■ **REQUIRED WORK**
From the line containing "Annotation task — pin every instance of the forest with" through the last line of the data, return those lines exactly as written and nothing more.

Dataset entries
::::::::::
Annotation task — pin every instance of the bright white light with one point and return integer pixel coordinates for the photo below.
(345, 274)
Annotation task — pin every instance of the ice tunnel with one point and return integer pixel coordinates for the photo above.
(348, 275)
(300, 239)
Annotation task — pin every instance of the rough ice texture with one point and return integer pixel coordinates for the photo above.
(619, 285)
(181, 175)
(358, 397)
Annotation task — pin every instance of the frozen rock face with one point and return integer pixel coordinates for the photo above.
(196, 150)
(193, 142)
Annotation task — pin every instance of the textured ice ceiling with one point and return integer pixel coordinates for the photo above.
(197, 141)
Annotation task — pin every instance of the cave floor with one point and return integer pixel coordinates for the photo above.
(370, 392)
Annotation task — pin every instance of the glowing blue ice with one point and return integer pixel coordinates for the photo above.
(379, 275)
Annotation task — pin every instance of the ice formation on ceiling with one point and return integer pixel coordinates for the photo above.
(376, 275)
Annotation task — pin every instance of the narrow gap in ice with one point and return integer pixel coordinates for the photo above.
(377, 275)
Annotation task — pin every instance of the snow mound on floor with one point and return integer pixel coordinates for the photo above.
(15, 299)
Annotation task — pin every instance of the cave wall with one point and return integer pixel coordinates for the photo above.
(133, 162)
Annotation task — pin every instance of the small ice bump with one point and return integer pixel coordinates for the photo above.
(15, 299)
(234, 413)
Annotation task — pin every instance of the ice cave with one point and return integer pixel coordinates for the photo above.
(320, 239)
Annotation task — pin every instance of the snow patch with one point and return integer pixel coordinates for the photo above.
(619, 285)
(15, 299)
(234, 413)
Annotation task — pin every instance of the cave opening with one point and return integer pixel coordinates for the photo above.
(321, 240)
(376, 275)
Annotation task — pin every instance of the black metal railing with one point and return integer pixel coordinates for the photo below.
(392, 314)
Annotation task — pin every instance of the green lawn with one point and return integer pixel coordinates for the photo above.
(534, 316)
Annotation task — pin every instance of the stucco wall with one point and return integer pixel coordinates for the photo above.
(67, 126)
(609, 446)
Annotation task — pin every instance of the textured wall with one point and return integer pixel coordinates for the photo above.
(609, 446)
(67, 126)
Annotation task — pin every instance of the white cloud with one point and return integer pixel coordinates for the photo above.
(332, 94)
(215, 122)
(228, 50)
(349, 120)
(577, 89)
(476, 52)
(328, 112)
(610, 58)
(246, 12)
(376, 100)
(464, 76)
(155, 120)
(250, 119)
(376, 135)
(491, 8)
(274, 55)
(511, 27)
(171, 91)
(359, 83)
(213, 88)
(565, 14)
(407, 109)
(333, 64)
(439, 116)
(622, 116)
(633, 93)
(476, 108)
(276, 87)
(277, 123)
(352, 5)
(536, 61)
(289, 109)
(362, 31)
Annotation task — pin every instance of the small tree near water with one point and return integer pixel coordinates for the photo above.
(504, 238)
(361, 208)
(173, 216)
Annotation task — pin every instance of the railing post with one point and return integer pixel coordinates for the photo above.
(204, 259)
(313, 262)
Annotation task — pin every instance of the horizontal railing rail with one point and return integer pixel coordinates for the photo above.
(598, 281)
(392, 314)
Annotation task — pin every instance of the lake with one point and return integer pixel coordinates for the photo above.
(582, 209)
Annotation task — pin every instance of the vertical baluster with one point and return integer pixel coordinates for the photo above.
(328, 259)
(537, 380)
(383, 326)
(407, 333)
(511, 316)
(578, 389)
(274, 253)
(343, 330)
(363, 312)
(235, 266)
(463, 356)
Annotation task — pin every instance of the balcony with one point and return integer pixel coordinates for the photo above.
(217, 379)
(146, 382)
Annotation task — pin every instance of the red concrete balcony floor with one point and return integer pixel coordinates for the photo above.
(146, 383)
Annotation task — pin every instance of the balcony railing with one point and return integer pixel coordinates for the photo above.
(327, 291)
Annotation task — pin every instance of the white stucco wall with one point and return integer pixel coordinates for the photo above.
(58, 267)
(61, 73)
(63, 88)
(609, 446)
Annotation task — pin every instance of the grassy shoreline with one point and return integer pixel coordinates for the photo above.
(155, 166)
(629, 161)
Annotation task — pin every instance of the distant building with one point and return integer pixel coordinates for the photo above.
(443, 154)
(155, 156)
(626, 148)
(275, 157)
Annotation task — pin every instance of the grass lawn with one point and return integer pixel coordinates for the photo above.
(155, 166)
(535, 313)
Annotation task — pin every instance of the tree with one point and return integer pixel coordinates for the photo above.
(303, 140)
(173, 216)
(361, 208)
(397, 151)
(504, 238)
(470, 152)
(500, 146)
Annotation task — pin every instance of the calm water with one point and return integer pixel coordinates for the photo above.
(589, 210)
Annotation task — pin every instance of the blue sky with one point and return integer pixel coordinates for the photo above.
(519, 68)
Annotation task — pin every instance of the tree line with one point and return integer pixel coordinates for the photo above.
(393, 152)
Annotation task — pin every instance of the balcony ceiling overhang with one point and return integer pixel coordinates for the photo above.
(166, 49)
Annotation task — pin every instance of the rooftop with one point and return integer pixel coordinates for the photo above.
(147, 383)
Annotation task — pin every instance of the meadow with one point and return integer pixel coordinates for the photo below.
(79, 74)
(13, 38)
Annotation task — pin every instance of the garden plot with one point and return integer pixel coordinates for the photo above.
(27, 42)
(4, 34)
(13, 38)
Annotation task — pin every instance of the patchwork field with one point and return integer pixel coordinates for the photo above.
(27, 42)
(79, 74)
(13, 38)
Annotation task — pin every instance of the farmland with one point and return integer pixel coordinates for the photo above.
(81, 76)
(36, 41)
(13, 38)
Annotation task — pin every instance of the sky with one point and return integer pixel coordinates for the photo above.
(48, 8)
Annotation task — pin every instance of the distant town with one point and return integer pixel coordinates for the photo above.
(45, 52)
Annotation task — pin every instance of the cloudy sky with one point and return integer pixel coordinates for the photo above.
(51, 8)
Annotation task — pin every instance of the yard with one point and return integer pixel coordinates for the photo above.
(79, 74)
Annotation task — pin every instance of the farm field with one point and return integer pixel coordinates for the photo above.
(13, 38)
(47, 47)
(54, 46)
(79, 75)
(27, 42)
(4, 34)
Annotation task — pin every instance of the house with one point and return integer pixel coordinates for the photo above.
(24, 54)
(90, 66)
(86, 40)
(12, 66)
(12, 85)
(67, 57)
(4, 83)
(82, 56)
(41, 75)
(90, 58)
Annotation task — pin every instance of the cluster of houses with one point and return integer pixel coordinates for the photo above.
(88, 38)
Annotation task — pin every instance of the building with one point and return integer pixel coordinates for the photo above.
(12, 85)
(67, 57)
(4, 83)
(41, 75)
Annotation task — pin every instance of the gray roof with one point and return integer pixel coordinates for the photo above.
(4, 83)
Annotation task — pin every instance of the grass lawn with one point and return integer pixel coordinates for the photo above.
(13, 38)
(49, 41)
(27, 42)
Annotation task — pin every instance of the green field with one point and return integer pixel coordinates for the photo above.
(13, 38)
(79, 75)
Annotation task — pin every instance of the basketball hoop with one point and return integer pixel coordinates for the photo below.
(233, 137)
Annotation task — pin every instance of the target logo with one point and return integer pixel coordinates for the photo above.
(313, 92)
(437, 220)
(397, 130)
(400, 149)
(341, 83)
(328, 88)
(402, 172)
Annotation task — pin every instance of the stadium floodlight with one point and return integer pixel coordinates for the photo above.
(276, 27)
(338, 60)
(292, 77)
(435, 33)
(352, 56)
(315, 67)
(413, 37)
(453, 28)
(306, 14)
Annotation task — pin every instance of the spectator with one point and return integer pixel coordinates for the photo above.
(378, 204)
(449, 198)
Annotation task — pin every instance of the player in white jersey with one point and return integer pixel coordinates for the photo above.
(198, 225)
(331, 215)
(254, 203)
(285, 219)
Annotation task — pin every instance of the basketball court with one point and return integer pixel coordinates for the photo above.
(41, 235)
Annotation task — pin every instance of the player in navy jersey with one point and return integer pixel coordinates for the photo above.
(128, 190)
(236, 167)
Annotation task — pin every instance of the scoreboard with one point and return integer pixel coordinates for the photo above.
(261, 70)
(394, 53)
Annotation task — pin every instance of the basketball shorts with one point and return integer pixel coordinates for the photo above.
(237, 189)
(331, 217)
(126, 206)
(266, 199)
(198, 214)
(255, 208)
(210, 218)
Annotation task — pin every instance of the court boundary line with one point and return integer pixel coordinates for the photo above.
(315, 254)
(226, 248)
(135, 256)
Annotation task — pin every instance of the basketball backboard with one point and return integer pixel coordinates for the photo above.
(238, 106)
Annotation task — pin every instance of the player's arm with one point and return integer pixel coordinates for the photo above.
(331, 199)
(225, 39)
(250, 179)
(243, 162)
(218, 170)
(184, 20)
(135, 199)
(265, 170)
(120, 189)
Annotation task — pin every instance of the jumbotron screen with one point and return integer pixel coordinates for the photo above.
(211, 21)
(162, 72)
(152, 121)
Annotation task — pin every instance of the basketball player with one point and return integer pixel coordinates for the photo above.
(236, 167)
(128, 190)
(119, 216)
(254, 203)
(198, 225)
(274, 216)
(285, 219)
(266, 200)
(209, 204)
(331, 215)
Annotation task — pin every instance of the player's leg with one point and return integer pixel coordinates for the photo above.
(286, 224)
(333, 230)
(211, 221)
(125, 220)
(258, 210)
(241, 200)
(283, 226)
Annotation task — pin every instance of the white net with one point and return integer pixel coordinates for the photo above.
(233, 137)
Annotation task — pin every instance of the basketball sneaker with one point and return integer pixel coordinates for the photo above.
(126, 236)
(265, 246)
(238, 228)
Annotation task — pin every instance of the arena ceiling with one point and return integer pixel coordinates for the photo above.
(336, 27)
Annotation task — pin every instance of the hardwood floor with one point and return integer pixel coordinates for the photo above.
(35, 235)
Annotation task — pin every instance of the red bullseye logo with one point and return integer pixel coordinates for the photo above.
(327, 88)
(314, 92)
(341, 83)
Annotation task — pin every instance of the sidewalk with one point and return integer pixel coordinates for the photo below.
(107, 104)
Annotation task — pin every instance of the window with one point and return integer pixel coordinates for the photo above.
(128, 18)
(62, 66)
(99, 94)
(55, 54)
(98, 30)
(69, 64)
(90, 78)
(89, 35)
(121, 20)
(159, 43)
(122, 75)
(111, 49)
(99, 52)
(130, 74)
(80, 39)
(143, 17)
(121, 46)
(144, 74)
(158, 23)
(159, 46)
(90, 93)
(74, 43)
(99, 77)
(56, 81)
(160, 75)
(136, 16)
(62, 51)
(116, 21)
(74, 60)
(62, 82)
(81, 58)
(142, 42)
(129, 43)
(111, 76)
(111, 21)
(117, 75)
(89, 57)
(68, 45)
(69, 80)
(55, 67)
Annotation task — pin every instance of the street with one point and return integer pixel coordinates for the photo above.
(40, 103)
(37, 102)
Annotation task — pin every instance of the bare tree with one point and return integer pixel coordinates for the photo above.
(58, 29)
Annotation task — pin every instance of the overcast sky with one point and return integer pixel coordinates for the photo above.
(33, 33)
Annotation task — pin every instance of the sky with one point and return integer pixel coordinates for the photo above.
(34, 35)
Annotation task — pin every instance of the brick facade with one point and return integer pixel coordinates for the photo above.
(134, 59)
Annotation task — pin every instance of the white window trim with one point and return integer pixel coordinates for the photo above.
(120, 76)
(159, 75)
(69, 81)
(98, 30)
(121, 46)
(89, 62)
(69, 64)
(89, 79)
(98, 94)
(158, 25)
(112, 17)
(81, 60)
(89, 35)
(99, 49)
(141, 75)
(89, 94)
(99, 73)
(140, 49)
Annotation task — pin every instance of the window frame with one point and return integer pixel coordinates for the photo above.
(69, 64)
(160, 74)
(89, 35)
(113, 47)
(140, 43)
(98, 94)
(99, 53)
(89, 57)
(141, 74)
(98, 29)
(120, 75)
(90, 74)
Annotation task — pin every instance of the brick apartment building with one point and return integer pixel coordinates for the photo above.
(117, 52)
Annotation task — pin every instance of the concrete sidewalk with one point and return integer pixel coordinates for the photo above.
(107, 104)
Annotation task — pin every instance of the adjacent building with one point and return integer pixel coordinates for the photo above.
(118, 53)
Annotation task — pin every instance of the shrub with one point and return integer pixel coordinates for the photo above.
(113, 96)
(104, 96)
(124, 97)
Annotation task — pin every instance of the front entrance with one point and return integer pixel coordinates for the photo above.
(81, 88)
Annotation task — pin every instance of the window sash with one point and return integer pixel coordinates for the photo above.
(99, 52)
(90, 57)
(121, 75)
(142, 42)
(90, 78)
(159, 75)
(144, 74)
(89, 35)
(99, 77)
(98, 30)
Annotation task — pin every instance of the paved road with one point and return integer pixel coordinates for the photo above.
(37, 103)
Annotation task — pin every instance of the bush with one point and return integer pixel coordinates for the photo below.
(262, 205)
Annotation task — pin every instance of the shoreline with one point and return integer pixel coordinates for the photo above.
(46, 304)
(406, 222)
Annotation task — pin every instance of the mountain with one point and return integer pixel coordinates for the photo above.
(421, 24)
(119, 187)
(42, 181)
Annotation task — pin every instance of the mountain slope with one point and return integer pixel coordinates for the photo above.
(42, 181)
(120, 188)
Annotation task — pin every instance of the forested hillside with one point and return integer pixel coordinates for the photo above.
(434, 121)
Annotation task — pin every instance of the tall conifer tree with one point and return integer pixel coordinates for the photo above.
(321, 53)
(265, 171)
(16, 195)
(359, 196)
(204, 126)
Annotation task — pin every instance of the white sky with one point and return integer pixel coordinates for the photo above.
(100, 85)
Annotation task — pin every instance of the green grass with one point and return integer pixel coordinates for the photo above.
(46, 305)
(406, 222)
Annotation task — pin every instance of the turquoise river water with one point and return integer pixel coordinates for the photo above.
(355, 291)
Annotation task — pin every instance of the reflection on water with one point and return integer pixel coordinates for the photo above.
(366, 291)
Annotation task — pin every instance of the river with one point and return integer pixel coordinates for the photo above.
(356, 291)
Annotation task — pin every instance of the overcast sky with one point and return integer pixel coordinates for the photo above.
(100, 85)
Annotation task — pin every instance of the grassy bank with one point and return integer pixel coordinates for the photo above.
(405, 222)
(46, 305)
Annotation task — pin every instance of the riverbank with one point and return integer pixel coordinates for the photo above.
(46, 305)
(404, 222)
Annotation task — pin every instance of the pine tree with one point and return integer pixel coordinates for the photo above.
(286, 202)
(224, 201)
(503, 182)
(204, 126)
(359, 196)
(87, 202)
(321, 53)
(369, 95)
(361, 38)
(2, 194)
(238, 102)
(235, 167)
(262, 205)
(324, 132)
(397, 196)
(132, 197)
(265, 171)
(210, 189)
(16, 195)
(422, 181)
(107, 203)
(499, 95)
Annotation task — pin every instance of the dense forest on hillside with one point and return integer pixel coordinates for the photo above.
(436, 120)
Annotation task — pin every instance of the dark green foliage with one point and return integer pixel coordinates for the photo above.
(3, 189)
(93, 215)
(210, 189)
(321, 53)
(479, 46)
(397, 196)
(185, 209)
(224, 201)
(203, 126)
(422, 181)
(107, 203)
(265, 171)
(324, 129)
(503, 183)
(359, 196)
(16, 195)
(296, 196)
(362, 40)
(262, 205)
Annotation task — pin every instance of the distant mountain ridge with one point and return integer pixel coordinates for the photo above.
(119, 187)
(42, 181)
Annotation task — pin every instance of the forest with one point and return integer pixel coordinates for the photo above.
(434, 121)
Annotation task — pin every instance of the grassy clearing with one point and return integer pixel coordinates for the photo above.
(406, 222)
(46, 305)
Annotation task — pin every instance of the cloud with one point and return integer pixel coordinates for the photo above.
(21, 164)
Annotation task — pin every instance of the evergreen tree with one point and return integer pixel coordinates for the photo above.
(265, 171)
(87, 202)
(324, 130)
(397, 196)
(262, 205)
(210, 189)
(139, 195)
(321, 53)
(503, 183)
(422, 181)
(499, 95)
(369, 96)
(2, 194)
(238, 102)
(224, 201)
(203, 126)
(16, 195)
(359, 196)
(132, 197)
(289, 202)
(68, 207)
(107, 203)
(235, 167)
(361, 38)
::::::::::
■ **TASK RESULT**
Annotation task — pin every instance of the forest with one point and return integer pixel coordinates for the photo above.
(434, 121)
Annotation task — pin every instance of the grassy clearing with one point and return integer pixel coordinates for the photo above.
(406, 222)
(46, 305)
Annotation task — pin every instance of the cloud with one point and return integer pixel coordinates for the photo above.
(21, 164)
Annotation task — pin every instance of the evergreen tree with one point and return integer pixel coordinates for the photo above.
(265, 171)
(87, 202)
(324, 130)
(397, 196)
(262, 205)
(210, 189)
(139, 195)
(321, 53)
(503, 183)
(422, 181)
(499, 95)
(369, 96)
(2, 194)
(238, 102)
(224, 201)
(203, 126)
(16, 195)
(359, 196)
(132, 197)
(289, 202)
(68, 207)
(107, 203)
(235, 167)
(361, 38)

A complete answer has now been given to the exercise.